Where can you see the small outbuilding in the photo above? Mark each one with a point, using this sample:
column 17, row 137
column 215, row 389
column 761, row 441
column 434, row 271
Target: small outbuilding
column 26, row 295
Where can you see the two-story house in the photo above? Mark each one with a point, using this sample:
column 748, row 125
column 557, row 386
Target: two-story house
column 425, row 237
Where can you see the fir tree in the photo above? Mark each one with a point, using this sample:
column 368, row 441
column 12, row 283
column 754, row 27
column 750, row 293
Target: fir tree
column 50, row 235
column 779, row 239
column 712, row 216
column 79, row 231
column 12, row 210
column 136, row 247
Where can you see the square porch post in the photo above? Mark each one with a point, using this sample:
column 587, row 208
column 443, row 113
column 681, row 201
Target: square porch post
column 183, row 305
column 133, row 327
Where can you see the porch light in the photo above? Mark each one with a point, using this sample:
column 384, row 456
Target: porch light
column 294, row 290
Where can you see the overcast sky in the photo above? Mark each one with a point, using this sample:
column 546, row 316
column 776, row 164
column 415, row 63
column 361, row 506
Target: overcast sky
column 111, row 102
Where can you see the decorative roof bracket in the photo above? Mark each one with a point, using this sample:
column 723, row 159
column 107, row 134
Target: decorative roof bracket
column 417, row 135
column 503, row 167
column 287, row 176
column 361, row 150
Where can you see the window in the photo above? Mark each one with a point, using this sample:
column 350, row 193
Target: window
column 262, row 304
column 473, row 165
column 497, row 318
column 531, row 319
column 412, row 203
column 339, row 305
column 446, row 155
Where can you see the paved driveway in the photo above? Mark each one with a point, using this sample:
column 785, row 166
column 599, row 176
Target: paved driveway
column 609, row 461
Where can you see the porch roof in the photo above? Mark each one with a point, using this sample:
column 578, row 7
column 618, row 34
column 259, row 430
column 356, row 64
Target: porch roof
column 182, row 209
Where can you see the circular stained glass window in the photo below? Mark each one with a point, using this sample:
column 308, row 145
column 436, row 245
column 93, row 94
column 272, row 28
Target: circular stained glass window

○ ○ ○ ○ ○

▶ _TASK OBJECTIVE_
Transcribe every line of the data, exactly as it stands.

▶ _ANSWER FOR THE TASK_
Where can you see the small outbuilding in the photo above? Mark each one with a point, using this sample:
column 17, row 137
column 215, row 389
column 761, row 441
column 434, row 271
Target: small outbuilding
column 26, row 295
Where can you see the two-story house in the photo above? Mark each one with a point, using this sample:
column 748, row 125
column 557, row 386
Target: two-story house
column 425, row 237
Where can you see the fir tree in the photo above? Mark each one with a point, using this sample:
column 368, row 441
column 12, row 283
column 754, row 27
column 750, row 293
Target: fir tree
column 50, row 235
column 779, row 239
column 712, row 216
column 79, row 231
column 12, row 210
column 136, row 247
Where can you see the square porch post in the photo above? Mark each one with a point, using this sample:
column 587, row 208
column 443, row 113
column 681, row 201
Target: square porch post
column 183, row 305
column 133, row 327
Where can you see the porch light in the photo above? Mark each one with a point, using this sample:
column 384, row 456
Target: porch light
column 294, row 290
Where can you see the overcast sky in the photo above? Mark each one with a point, using this sample:
column 546, row 316
column 776, row 164
column 415, row 63
column 361, row 506
Target: overcast sky
column 111, row 102
Where can you see the decorative roof bracket in the photo above? Mark each one with a point, using this sample:
column 723, row 159
column 107, row 134
Target: decorative roof bracket
column 417, row 135
column 503, row 167
column 287, row 176
column 361, row 150
Where can you see the window in the photo above? Mark each one with a point, using this sample:
column 350, row 193
Target: window
column 262, row 304
column 473, row 165
column 497, row 318
column 531, row 319
column 412, row 203
column 339, row 305
column 446, row 155
Where can you see the paved driveway in the photo above? Mark each one with a point, using this sample:
column 785, row 166
column 599, row 176
Target: paved driveway
column 609, row 461
Where can you see the porch roof in the photo above? Mark each one with a point, using this sample:
column 578, row 7
column 618, row 34
column 259, row 430
column 356, row 64
Target: porch roof
column 182, row 209
Where can you see the circular stained glass window in the photo below? Mark each one with a point, using this sample:
column 308, row 145
column 436, row 245
column 93, row 94
column 272, row 28
Target: circular stained glass window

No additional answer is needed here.